From the line containing "Objective — one dot on each instance of the eroded" down to the last line of the material, return those lines verbatim and only those.

* Supplied records:
-- BEGIN --

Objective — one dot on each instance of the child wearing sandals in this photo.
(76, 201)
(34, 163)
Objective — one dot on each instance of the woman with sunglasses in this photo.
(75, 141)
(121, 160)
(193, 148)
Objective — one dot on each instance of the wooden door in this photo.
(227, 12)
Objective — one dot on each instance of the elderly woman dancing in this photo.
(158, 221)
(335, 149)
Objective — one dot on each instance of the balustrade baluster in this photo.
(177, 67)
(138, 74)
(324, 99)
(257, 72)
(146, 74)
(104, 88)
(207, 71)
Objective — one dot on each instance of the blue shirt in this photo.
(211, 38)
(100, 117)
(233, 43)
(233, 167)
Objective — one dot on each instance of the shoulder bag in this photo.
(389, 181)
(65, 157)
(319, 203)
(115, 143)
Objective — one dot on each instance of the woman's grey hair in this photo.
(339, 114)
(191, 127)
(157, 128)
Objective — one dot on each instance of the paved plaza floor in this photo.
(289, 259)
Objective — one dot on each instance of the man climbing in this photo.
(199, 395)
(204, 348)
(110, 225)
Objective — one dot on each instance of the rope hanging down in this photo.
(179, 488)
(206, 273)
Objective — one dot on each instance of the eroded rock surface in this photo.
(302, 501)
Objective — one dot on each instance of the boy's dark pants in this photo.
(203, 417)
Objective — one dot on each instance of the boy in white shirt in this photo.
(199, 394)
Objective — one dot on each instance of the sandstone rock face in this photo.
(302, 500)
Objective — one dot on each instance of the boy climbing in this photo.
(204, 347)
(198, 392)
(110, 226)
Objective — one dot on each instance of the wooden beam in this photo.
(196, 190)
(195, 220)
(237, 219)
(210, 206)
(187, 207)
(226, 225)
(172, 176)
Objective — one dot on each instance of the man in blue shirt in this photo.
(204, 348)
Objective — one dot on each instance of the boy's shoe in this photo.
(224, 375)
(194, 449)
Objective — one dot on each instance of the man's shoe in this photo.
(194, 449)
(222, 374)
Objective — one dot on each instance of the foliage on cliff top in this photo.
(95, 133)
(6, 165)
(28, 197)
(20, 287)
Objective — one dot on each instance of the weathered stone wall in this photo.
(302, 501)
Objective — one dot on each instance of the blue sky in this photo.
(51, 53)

-- END --

* Result:
Objective — one dot on each instance of the eroded rock surface in this photo.
(302, 501)
Objective — one dot on each instance of the boy's dark pants in this photo.
(203, 417)
Objective — one dot on each instance of the boy in white shirt in this photo.
(199, 394)
Objective — one dot on each instance of the sandstone rock face in this photo.
(302, 500)
Objective — one dot on each instance of the boy climbing in this photo.
(204, 347)
(198, 392)
(110, 226)
Objective — one dot on each instance of the wooden beam in this photo.
(196, 190)
(195, 220)
(237, 219)
(210, 206)
(187, 207)
(226, 225)
(172, 176)
Objective — one dot on each instance of the man in blue shirt in this photo.
(204, 348)
Objective — one dot on each instance of the boy's shoe in this photo.
(224, 375)
(194, 449)
Objective — one dot on each instance of the man's shoe in this photo.
(194, 449)
(222, 374)
Objective — one dot on each instance of the foliage on cliff top in this photo.
(95, 133)
(6, 165)
(28, 197)
(20, 287)
Objective — one dot on each instance of the weathered stone wall in this photo.
(302, 501)
Objective — one dot on each instance of the blue sky in this photo.
(51, 53)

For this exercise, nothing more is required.